• [PROMPT] Images should be left out, and everything else in the listing reproduced exactly.

(Dataset records about object locations)
* BEGIN *

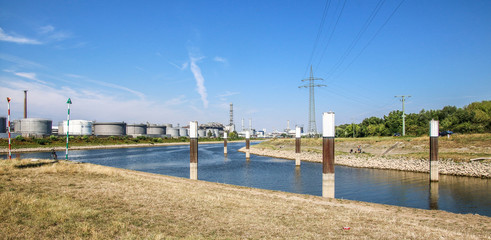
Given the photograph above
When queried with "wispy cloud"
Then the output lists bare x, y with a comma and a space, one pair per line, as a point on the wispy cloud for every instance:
200, 80
223, 97
220, 59
182, 67
31, 76
16, 39
52, 34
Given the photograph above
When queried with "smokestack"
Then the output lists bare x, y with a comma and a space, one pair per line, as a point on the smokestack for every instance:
25, 103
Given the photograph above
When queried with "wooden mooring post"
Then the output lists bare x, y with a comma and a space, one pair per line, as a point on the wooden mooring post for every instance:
434, 151
297, 146
328, 134
248, 144
193, 150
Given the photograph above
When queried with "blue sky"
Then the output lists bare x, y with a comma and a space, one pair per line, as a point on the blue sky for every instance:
178, 61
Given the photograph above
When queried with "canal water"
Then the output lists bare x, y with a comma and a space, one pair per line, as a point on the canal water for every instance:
451, 193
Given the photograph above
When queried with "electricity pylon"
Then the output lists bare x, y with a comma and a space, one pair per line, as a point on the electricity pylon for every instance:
311, 85
403, 113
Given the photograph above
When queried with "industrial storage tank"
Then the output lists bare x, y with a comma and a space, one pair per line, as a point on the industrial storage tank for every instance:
77, 127
136, 129
3, 124
33, 127
173, 132
183, 132
201, 133
154, 129
216, 132
109, 128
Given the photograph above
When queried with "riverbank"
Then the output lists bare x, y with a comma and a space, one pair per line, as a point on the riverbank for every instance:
469, 169
45, 200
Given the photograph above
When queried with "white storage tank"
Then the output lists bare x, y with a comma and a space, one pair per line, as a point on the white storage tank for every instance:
154, 129
77, 128
109, 128
183, 132
36, 127
136, 129
173, 132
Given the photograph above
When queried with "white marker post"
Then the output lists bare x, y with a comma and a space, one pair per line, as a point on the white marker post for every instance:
225, 143
248, 150
328, 134
297, 146
193, 150
434, 151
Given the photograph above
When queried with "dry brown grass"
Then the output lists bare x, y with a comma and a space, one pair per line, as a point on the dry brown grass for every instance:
42, 200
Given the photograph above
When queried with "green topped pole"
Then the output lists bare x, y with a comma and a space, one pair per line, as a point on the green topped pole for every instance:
69, 101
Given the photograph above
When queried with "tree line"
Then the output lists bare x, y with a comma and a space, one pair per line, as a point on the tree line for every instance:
473, 118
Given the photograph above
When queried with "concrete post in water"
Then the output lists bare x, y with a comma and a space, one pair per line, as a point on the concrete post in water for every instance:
434, 151
248, 150
193, 150
225, 143
328, 134
297, 146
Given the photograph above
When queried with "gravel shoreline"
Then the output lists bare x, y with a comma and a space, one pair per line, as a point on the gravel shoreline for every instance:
470, 169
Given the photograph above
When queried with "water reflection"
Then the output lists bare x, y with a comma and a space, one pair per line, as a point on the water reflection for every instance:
455, 194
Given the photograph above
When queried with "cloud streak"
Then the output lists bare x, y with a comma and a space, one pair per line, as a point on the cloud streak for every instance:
200, 81
20, 40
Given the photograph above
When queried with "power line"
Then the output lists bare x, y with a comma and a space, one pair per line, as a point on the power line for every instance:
311, 85
403, 113
357, 38
319, 33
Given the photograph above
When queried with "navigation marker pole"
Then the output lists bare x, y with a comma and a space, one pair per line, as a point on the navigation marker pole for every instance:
248, 150
69, 101
193, 150
225, 143
297, 146
328, 133
434, 151
10, 147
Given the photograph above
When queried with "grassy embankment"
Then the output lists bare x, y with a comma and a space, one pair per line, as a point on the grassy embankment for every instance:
45, 200
457, 148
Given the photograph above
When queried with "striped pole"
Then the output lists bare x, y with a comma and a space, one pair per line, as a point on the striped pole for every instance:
225, 143
248, 144
69, 101
328, 133
193, 150
297, 146
434, 150
10, 147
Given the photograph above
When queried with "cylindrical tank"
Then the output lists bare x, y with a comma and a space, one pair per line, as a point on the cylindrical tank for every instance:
183, 132
109, 128
173, 132
3, 124
154, 129
33, 127
136, 129
201, 133
77, 127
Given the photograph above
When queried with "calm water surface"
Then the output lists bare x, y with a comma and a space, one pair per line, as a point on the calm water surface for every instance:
453, 194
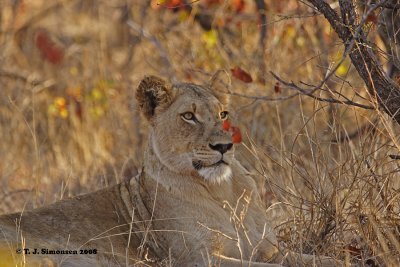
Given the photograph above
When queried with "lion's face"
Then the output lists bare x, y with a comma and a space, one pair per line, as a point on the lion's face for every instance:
187, 134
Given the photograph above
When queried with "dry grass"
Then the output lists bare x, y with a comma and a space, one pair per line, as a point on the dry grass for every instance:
73, 127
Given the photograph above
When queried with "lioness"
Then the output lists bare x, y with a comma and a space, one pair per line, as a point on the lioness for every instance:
193, 204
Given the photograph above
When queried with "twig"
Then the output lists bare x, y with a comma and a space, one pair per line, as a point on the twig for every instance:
310, 93
261, 9
162, 51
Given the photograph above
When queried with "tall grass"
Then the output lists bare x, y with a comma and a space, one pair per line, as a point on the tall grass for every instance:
70, 125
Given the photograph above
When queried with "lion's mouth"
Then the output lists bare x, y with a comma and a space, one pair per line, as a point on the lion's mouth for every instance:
199, 165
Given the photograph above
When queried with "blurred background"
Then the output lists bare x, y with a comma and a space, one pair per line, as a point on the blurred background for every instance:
69, 123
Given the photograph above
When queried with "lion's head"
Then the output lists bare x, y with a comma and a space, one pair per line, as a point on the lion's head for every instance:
187, 133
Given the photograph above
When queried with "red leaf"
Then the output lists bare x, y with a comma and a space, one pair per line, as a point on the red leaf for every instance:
236, 135
238, 5
226, 125
278, 88
48, 48
240, 74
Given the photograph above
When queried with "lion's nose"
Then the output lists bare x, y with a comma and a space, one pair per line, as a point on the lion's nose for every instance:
221, 147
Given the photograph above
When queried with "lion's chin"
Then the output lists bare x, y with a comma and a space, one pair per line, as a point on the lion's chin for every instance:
216, 174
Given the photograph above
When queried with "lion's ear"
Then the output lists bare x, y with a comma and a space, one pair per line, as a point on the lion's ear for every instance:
220, 84
152, 93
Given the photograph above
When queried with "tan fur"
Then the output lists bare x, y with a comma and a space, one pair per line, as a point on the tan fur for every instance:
172, 213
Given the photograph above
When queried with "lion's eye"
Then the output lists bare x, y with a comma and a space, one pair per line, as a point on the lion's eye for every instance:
188, 116
224, 115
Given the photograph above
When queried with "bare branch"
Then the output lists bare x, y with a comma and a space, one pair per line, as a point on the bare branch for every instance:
363, 58
310, 93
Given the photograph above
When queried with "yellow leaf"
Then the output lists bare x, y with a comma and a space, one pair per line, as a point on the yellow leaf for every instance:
210, 38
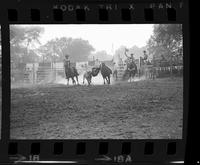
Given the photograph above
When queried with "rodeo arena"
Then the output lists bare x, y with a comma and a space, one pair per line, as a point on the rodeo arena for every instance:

* END *

• [SOLUTION TO THE EXERCISE]
Given the photograph above
When queried with "wispy cloud"
Then the output lists bare x, y with a comma and a space, one pair per line, as a point on the wispy cloud for every instance:
200, 80
223, 97
220, 59
182, 67
31, 76
16, 39
52, 34
Given the photograph above
When queried with "smokestack"
Then the output lists bare x, y with a comma and a space, one pair per line, as a point on the smokestack for every instance:
25, 103
Given the photograph above
When queried with "wooden mooring post"
Then the output lists bare x, y with a comma and a space, one pair per line, as a point on the wooden mooring post for every instance:
434, 151
297, 146
328, 134
248, 144
193, 150
Given the photograph above
When queried with "blue sky"
Then the output lists bare x, y with a comma and a space, one pair per line, as a point on the blue sky for every instance:
178, 61
Given the photograph above
When queried with "canal water"
Then the output lists bare x, y with a comma and a space, one pair per line, as a point on the canal water for every instance:
451, 193
Given the photograph above
When queried with "electricity pylon"
Then the output lists bare x, y with a comma and a space, one pair per line, as a point on the electricity pylon for every instance:
311, 85
403, 113
Given the photograph above
When queried with "industrial storage tank"
Then the output lists bare x, y with a comma and a space, one pair per line, as a point on the industrial storage tank for every instance:
77, 127
136, 129
3, 124
33, 127
173, 132
183, 132
201, 133
154, 129
216, 132
109, 128
Given the photograph above
When queried with "riverbank"
Then the output lists bare x, y with a comma and a space, one pair per line, as a point on the riverbank for every instance:
469, 169
45, 200
Given the photograph above
When queried with "white storage tank"
Then the output lists bare x, y with a comma and a space, one pair per line, as a point on the white storage tank for every instance:
154, 129
77, 128
109, 128
183, 132
36, 127
136, 129
173, 132
Given the photograph above
When queried with "white marker post"
Then the output lists bare x, y with a comma and a space, one pair per line, as a point on the white marker post for every instance:
225, 143
248, 150
328, 134
297, 146
193, 150
434, 151
Given the photograph above
When queried with "dry brown grass"
Then the output lists bare x, y with a comma and a space, one pair per line, as a point on the dry brown grass for every instance:
42, 200
Given the photograph above
When queried with "green topped pole"
Then the output lists bare x, y with a comma and a space, one pair per line, as a point on the green topped pole for every instance:
69, 101
Given the photograph above
When queried with "tree line"
Then the output lists bare x, y with a comma and a space, one pair per line, as a point on the tree line for every instance:
473, 118
Given the photograph above
When queried with "concrete post in water"
Then the output lists bare x, y with a comma and a space, one pair per line, as a point on the concrete post in water for every instance:
434, 151
248, 150
193, 150
225, 143
328, 134
297, 146
Given the photograph above
When queried with "gravel shoreline"
Then the output lists bare x, y with a comma and a space, one pair per line, as a point on the gravel shoreline for every instance:
470, 169
Given the photograph above
When queried with "water reflection"
Then the output lists bare x, y with a comma and a space, one pair per line, as a point on the water reflection for every instance:
455, 194
Given the photograph above
When queried with "cloud streak"
Then the output lists bare x, y with a comma and a space, one pair per line, as a point on the cloud streak for every instance:
200, 81
20, 40
Given the photograph above
When queried with "power line"
Then the output lists bare x, y with a comma and a space, one pair per line, as a point on the power line for every instance:
311, 85
403, 113
357, 38
319, 33
Given the photograph above
When queried with "navigation marker pole"
Then the output lists bare x, y with a comma and a space, one pair per line, as a point on the navigation marker pole for every instance:
248, 150
69, 101
193, 150
225, 143
297, 146
328, 133
434, 151
10, 147
Given the photograph above
When queried with "grassy embankment"
Then the output lists bare x, y with a comma and a space, one pair per line, as a point on the grassy embankment for every instance:
45, 200
457, 148
Given the photograph above
When queried with "striped pole"
Then the output lists bare x, y with a comma and a space, one pair per line, as a point on the striped pole for every instance:
225, 143
248, 144
69, 101
328, 133
193, 150
297, 146
434, 150
10, 147
Given the photograph above
When queried with "cylindrical tank"
Then the output lists bare x, y with a comma and a space, one pair per line, as a point on the cylindrical tank for every instance:
183, 132
109, 128
173, 132
3, 124
154, 129
33, 127
136, 129
201, 133
77, 127
Given the photograph above
When queried with "calm water surface"
Then the output lists bare x, y with a comma and a space, one pair per line, as a point on the calm water surface for every instance:
453, 194
Given the photograph above
When queried with "lion's face"
Then the output lists bare x, y with a comma and a space, one pair per line, as a point on the lion's face for every instance:
187, 134
Given the photograph above
When queried with "dry grass"
Then the output lists bare x, y with a comma and a space, one pair per line, as a point on the dry grass for every instance:
73, 127
Given the photograph above
When queried with "lioness"
Then the output lists bare x, y with a comma and a space, one pair per line, as a point on the lioness for every instance:
193, 204
Given the photograph above
When queried with "twig"
Then the output lists bare x, y with a comma and a space, one pair per line, as a point on the twig for every instance:
310, 93
261, 9
162, 51
Given the photograph above
When queried with "tall grass"
Then the output lists bare x, y with a comma and a space, one pair per line, as a point on the tall grass for every instance:
70, 125
Given the photograph above
When queried with "lion's mouth"
Then the output lists bare x, y with a comma and a space, one pair per line, as a point on the lion's mouth for every instance:
199, 165
Given the photograph above
When queried with "blurred background"
Then the output lists bare x, y with a comma and a space, one pair per line, as a point on the blurred background for every instance:
69, 123
Given the photograph above
When queried with "lion's head"
Then the output lists bare x, y with a comma and a space, one pair per line, as a point on the lion's head for every instance:
187, 133
Given the photograph above
When queried with "red leaf"
Then the output lists bare x, y with a comma and a space, one pair per line, as a point on the red leaf for every instance:
236, 135
238, 5
226, 125
278, 88
48, 48
240, 74
Given the photograph above
When queried with "lion's nose"
Then the output lists bare x, y with a comma and a space, one pair per line, as a point on the lion's nose for every instance:
221, 147
Given the photograph above
When queried with "lion's chin"
Then the output lists bare x, y with a comma and a space, one pair per line, as a point on the lion's chin for every instance:
216, 174
Given the photograph above
When queried with "lion's ear"
Then the output lists bare x, y with a comma and a space, one pair per line, as a point on the lion's ear for every instance:
220, 84
152, 93
Given the photograph above
When queried with "tan fur"
Then the output lists bare x, y with a comma and a space, one pair per line, as a point on the tan fur for every instance:
172, 213
Given the photograph above
When queried with "lion's eye"
Then the output lists bare x, y with a comma and a space, one pair per line, as a point on the lion's eye for every instance:
188, 116
224, 115
Given the photograph above
When queried with "bare branch"
Then the output lists bare x, y with a comma and a space, one pair per line, as a point on the bare branch for every instance:
363, 58
310, 93
Given the photograph above
When queried with "yellow leaf"
Then the output lists bare x, y with a comma and a space, one pair per line, as a point on the yellow leaf for every instance:
210, 38
Given the photograph above
When queried with "rodeo arena"
Then the output lists bare x, y with a comma and a space, one pair per line, as a point on the rodeo arena for every instance:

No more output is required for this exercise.